PROBLEM TO WORK ON —
Exactly and only the lines from the one with "Task: locate the white" through the end of the listing are to be transcribed, both ends included.

***** THE INPUT *****

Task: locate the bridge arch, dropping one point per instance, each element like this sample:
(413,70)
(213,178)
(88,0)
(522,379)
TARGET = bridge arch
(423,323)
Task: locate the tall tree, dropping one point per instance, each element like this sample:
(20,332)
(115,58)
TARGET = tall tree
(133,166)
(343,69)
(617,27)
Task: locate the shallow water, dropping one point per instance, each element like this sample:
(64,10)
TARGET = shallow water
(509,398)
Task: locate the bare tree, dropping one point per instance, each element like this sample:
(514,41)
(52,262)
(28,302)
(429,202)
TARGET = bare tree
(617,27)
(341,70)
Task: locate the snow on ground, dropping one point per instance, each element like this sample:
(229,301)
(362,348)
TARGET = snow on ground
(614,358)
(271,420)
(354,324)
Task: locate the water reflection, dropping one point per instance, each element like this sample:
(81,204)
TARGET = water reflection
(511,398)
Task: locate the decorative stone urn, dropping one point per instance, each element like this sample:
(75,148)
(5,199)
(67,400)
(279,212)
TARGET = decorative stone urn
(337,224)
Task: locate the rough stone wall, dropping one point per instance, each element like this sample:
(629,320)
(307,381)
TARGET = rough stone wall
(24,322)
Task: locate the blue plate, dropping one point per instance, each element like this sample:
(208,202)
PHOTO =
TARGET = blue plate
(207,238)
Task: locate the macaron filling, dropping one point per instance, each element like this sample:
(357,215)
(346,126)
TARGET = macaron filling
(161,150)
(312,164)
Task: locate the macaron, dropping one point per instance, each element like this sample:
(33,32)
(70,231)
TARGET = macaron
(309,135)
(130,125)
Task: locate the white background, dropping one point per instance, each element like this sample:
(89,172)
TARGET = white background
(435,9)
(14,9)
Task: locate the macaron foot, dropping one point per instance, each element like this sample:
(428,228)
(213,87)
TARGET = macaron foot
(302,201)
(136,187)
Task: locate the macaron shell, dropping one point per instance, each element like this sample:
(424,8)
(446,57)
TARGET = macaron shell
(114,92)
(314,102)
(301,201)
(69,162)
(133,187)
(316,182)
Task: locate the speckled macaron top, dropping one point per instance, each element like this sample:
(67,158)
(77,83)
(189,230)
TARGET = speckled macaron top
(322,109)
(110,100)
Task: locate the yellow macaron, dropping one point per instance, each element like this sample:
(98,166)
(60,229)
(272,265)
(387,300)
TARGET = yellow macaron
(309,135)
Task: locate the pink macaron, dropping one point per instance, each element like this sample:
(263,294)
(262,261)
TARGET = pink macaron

*****

RESULT FOR THIS EXERCISE —
Task: locate the white background, dropping one point per instance, each element like this sample:
(89,172)
TARGET = white background
(435,9)
(14,9)
Task: locate the macaron foot, dropping one point per instance, each element like this sample:
(428,228)
(213,87)
TARGET = macaron foot
(302,201)
(136,187)
Task: locate the macaron shell, dropping one point per instance, each element like this sample:
(424,8)
(446,57)
TARGET = macaron shell
(114,92)
(314,102)
(301,201)
(69,162)
(133,187)
(316,182)
Task: locate the speckled macaron top, dropping one point per instance, each element like this sample:
(67,158)
(77,83)
(189,230)
TARGET = speckled macaron top
(322,109)
(110,100)
Task: locate the yellow macaron, dropping one point per instance, each element like this sample:
(98,166)
(60,229)
(272,265)
(387,300)
TARGET = yellow macaron
(309,135)
Task: locate the pink macaron, dropping one point per instance, each element like this sample:
(263,294)
(262,261)
TARGET = pink macaron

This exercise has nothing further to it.